++++ SUPPLIED DATA
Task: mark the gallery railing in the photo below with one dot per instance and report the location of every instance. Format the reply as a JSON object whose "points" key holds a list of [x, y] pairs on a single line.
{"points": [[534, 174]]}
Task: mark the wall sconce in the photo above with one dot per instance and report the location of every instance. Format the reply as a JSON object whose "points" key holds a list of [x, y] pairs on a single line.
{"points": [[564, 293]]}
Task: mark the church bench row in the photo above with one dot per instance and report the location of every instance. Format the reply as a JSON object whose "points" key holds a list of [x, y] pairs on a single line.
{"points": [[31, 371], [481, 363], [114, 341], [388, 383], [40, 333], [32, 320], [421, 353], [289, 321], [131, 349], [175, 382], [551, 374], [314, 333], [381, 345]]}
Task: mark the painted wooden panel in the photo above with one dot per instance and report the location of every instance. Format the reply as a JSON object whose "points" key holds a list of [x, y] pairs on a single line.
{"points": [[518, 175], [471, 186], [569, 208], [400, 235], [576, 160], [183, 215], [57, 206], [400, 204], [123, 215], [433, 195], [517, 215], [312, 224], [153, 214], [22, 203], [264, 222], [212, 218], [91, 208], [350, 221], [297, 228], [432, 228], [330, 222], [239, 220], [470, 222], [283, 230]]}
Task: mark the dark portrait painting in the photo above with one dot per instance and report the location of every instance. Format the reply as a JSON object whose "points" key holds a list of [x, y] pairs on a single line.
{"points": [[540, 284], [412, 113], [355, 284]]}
++++++++
## WHAT TO WORK ON
Please rewrite all of the material above, changing each "one dot per instance" to "a single dot for each instance" and leaving everything else untouched.

## EXPECTED OUTPUT
Task: mark the gallery railing in the photo below with a single dot for each instance and report the location of every instance. Format the reply as a JSON object whose "points" key holds a list of [x, y] pairs on a single line.
{"points": [[534, 174]]}
Task: mark the wall sconce in the photo above with a single dot for each instance and report the location of every instance. Format the reply as a JSON object whose "points" key holds a list of [x, y] pairs on a single line.
{"points": [[564, 293]]}
Task: mark the church bench row in the photo above with a single dot for each instance and report the location of every instance. Format the reply as a JSON object whose "points" key holds a list of [x, y] pairs on a single line.
{"points": [[31, 371], [481, 363], [114, 341], [388, 383], [40, 333], [32, 320], [421, 353], [289, 321], [131, 349], [175, 382], [551, 374], [314, 333], [381, 345]]}
Task: mark the painted wooden panel in the photo above with a single dot for each instance and report the location of every instance. Format the reply as a JSON object whose "points" key holds a list of [x, y] pairs on a single line.
{"points": [[518, 175], [471, 186], [569, 208], [400, 235], [576, 160], [183, 215], [57, 206], [400, 204], [123, 215], [433, 195], [517, 215], [312, 224], [153, 214], [22, 203], [264, 222], [212, 218], [91, 208], [350, 221], [297, 228], [432, 228], [330, 222], [239, 220], [470, 222], [283, 230]]}
Task: mark the dark portrait painting in the photo above with a single dot for each instance and report the location of every instance. Format the reply as a JSON object whose "points" key holds a list of [x, y] pairs on a single line.
{"points": [[540, 284], [412, 113], [355, 284]]}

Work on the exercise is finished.